§ **Document text**:
[Begin]

Friday, April 5

We build the largest nuclear sub of the 1960's - in 1/72nd scale - the Revell Skipjack

Revell has just new kit of their 1/72 SKIPJACK class Submarine. Indeed all of the class are covered in this release and this very large kit has decals to match all of the ships in her class. We look at this large kit in today’s review and wonder where we can put it afterwards!

Revell 05119 US Navy SKIPJACK-CLASS Submarine

Scale 1:72
Release date 03/2013
No. of parts 60
7 different marking choices
Length 1067 mm
Revell model kits are available from all good toy and model retailers. For further information visit www.revell.eu

An interesting subject – the Skipjack class was a true submarine in the way that her then breakthrough nuclear powerplant allowed her to stay submerged for the whole mission duration. Everyone seems to know the Nautilus very well but it was the long serving Skipjack class of six subs that truly made the breakthrough in submarine technology that most would take for granted now-days.
There were six subs in this class – the Skipjack being the lead ship who’s hull was laid by the General Dynamics Electric Boat company in 1956 and launched to sea on the 26 May 1958 –It saw service at the sharp end of the cold war and this, the first of the six boats saw service until 1990. So it was a long serving sub that is popular with model makers and naval enthusiasts – a smart choice - If you would like to know more about this sub start at Wikipedia, but I want to talk about this massive kit!
Before we go anywhere you may realize that Moebius released the exact same kit last year. Well it is the same kit, changed here are the Instructions, decals and packaging. Otherwise the plastic is the same which has received some rather good press from “Naval Gazers”, submarine fans and large scale builders since. It may be a very good thing for this model because it is rumoured to be very good – but many people do not have access to Moebius kits. Here we have again Revell taking it to pretty much every toy shop and model shop in the world. Even if you cannot buy paints at your local toy shop they will have some Revell models it seems! The very good thing about this is that the shape was perfected by the team at Moebius before Revell took on re-boxing this kit – so they could not have chosen better. The verdict already out there has unanimously stated that this is a kit with all the dimensions down pat. I am not going to argue with that because against the small drawings I have found I have noticed nothing out of place. I’ll go on to what comes in the box.

The Instructions:

The usual Revell Comic book style instructions in black and white – there are only two and a half pages of instructions coming to a grand total of twenty four steps the construction time of this kit shouldn’t keep you from your day job. The instructions are easy to follow and not too cluttered – There really aren’t any traps or different options for these boats until you paint them, so it’s a painless looking build.
The Colour guides are one page a piece – laid out in landscape form, Revell gives their colour numbers for all of the painting schemes – so if you do not use their colours - if you want to use your usual brand the actual colours aren’t mentioned – so do your homework and look them up I suppose – the main colours are a dark red, black and grey.

The instructions are good – competent – but I have seen the Moebius instructions in a comparison and they look like an old fashioned instruction booklet. Some modellers will like this a lot more – and some who just want to know how to make the kit. There are many different types of modeller – millions I am sure – and I am not going to tell them what to like.

Clear Plastic?

[End]

§ **Dataset entries**:

[Begin]

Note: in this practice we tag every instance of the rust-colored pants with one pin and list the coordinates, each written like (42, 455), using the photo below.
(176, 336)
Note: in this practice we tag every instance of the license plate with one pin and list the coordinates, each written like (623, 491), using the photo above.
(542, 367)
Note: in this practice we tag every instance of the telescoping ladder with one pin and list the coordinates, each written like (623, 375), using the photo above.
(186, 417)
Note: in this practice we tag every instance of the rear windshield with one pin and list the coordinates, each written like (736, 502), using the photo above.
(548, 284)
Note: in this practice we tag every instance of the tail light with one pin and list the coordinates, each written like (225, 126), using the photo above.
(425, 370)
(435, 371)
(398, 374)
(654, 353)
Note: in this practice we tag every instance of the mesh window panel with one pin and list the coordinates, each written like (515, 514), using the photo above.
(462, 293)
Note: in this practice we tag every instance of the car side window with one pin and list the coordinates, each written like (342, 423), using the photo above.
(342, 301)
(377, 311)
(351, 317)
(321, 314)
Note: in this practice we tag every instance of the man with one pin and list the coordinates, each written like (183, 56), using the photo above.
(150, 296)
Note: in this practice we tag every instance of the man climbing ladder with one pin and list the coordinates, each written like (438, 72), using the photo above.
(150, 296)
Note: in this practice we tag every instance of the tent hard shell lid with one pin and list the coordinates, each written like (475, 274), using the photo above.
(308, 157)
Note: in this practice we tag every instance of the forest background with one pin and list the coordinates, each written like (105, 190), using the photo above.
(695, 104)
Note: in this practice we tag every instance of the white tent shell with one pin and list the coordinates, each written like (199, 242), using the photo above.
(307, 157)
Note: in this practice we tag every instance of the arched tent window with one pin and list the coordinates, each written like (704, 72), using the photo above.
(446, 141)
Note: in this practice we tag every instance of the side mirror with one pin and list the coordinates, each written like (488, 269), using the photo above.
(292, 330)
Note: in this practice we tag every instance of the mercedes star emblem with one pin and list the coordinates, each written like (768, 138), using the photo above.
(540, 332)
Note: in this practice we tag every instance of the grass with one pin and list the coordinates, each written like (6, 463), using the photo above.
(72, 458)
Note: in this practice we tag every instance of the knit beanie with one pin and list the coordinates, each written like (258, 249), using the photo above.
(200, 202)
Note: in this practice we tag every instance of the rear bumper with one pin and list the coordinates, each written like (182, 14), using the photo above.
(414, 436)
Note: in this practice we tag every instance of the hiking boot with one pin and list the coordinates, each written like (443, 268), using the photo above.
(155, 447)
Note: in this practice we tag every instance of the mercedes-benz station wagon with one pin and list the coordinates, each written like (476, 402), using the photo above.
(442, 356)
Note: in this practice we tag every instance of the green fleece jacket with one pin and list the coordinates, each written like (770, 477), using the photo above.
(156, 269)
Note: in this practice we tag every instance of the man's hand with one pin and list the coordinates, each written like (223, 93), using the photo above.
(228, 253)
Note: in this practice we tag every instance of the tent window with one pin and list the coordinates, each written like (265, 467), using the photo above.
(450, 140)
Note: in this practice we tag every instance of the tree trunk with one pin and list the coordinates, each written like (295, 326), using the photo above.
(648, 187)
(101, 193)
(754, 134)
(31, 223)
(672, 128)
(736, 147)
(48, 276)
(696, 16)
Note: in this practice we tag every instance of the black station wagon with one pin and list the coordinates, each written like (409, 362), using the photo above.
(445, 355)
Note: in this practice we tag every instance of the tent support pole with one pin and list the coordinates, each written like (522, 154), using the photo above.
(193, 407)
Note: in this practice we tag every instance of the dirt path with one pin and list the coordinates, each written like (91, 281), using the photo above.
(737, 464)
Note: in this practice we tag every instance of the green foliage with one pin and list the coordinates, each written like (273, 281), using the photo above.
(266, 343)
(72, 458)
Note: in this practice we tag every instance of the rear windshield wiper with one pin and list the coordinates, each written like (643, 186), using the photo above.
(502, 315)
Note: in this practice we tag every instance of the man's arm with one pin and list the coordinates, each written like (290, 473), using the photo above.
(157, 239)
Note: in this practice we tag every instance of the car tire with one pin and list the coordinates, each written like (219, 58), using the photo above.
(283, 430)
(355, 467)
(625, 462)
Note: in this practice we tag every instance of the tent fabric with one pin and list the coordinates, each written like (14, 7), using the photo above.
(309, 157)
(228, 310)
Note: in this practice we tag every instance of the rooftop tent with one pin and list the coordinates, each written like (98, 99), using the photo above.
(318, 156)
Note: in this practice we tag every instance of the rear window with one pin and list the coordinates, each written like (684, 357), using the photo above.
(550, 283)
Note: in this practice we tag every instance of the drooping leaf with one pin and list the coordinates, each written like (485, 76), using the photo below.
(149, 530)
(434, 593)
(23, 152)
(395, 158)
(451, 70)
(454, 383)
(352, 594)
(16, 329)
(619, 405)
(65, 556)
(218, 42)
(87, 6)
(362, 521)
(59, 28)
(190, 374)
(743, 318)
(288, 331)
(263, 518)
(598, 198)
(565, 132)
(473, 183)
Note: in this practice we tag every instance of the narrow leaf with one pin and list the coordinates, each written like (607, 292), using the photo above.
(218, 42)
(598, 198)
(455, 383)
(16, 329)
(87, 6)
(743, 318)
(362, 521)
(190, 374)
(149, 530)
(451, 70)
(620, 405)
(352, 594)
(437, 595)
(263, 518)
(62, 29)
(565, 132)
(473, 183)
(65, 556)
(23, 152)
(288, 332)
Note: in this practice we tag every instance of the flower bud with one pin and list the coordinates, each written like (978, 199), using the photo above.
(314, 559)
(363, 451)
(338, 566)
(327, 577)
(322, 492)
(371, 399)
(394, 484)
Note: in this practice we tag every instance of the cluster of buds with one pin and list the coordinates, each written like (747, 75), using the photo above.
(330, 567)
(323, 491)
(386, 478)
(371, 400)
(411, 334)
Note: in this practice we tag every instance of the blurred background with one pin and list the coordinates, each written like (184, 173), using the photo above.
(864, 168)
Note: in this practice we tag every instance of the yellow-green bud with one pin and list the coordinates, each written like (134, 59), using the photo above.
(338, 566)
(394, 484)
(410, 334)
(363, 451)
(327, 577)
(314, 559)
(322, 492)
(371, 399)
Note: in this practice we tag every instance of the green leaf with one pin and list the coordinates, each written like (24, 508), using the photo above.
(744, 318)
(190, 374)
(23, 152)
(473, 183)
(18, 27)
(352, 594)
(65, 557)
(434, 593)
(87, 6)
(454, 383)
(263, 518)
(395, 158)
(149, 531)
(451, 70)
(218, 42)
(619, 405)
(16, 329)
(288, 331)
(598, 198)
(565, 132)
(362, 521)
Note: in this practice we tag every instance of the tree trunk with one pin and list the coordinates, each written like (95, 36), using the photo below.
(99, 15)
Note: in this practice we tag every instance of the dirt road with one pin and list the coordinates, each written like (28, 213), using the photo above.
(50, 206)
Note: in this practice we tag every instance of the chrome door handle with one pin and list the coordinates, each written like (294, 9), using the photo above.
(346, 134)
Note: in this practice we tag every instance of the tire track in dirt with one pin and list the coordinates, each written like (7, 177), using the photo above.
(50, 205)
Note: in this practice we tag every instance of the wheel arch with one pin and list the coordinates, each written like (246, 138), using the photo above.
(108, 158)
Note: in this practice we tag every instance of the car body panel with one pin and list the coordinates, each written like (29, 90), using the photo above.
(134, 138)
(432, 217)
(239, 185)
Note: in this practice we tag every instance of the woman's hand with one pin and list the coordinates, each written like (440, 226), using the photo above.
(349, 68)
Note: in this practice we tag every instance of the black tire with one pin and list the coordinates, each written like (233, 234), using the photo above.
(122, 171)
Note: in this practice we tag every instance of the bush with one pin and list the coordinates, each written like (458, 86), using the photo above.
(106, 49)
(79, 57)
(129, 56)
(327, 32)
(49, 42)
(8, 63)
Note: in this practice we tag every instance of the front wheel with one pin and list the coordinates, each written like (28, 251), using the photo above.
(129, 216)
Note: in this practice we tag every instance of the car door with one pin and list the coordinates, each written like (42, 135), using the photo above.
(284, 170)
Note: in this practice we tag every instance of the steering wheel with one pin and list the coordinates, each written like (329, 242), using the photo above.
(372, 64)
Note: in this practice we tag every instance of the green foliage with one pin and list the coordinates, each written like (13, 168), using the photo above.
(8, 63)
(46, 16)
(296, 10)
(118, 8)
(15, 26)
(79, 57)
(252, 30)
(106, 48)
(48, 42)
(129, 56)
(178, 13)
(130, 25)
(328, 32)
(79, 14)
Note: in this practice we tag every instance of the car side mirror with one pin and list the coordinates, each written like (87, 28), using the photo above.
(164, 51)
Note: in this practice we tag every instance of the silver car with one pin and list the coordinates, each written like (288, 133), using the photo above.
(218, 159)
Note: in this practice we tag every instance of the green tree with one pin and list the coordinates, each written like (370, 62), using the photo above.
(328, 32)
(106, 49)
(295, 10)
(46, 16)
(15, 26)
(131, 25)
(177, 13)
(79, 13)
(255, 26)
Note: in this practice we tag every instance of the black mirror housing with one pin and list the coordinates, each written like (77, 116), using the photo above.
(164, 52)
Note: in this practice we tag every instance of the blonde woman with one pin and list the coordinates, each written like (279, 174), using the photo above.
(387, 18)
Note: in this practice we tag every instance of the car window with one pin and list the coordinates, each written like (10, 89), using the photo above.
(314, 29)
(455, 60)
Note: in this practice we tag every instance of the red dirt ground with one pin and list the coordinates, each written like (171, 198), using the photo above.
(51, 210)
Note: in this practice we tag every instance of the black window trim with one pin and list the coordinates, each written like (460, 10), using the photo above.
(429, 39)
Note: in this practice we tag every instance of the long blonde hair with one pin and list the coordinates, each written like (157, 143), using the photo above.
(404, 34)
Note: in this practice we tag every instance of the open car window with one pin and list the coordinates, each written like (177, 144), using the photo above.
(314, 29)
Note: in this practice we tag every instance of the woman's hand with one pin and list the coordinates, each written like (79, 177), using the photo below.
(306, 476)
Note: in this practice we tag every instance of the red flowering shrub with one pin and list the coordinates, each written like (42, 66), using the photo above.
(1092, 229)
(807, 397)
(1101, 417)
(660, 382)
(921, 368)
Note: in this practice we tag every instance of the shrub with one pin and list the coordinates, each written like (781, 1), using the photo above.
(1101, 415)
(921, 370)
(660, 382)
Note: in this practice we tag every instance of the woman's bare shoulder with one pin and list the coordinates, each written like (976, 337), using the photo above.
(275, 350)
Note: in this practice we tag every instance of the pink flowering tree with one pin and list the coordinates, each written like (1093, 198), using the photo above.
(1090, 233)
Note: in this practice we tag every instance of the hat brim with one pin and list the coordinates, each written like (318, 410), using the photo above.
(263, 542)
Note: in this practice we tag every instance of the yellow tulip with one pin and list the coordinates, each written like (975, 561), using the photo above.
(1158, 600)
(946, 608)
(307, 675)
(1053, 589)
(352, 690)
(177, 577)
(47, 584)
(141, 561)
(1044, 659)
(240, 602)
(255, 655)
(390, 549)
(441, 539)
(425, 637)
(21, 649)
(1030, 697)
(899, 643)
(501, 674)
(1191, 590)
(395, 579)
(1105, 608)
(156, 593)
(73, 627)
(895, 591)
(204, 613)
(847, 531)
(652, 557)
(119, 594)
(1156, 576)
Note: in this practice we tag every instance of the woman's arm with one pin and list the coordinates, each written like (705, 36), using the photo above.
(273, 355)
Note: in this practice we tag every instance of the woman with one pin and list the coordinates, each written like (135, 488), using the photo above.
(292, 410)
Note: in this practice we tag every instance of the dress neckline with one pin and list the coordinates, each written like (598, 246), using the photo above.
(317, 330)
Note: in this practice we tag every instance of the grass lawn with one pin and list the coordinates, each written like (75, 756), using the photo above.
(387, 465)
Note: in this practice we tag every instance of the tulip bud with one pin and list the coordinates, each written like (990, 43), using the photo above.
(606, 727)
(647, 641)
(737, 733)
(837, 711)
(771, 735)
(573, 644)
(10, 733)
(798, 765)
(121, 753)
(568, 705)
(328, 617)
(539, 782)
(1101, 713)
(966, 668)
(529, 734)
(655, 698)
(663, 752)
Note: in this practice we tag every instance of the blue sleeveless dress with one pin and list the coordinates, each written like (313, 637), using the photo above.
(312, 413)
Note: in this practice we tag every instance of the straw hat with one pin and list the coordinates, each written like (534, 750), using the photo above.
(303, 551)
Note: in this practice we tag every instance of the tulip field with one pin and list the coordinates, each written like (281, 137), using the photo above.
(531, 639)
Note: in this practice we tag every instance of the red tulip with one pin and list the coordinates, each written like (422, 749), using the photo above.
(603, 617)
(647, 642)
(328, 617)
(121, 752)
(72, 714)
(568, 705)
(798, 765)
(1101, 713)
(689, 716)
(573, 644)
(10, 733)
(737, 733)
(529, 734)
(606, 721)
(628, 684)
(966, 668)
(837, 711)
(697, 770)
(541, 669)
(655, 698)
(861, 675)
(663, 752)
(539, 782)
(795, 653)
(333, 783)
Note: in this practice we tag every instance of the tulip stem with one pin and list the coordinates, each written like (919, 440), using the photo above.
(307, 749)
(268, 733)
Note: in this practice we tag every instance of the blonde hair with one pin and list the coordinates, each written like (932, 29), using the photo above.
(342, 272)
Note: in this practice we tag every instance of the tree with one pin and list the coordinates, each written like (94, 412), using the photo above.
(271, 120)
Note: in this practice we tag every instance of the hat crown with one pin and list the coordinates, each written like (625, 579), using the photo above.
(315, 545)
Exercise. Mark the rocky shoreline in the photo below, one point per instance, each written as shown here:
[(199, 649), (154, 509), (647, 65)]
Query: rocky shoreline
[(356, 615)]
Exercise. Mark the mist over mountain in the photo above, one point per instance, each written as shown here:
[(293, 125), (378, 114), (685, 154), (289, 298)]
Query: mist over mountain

[End]

§ **Direction 1**: Which company laid the hull of the lead ship, according to the Skipjack kit review?
§ **Direction 2**: Carry the Skipjack kit review forward from its last line.

§ **Response 1**: The General Dynamics Electric Boat company laid the Skipjack's hull in 1956.

§ **Response 2**:
The four dead-lights and stern light on slip neatly into the conning tower without too much drama – the actual parts  - the sprues are clear and settle into the kit without protruding which some small windows do on some model kits.
 

The Main body of the model:
A note quickly before we get going with the main body of the kit. Ours came in a really long box – about a metre long, and to Revell’s credit the kit itself was well packed in bags with padding between each hull part. But being long and the parts being so narrow but only at the longest half a metre long the hull slipped around inside the box. Even though the nose is packed up the centre section must have been bashing and scratching all the way to my place as there are plenty of scratches on that part of the kit – here I have held the two worst parts to the reflective part of the light to show you – the conning tower was also scratched.

I can fix this Revell – half the length of the box – it will stop things sliding around laterally and so make postage cheaper. This is a REAL long box and with postage becoming a massive expense as we all switch to buying cheaper overseas (or not at your local LHS) it will cut postage costs which on this kit come down to length. I could forgive it if the completed kit fit into the box lengthways but it doesn’t. I know a large box looks cool and builds expectation but please sort it out.
 
The good thing is that these scratches can be sanded out. The recessed detail of the kit on the grey/green plastic is pretty deep, so after a heavy and then lighter sanding grades these scratches and any seams – which there are some long ones along the body – come out easy enough.

The kit itself is divided into only sixty large parts – four bring the front and aft hull sections divided in half horizontally. The upper and lower quarters go together with guide rails on the seam as well as pin and hole locating tabs.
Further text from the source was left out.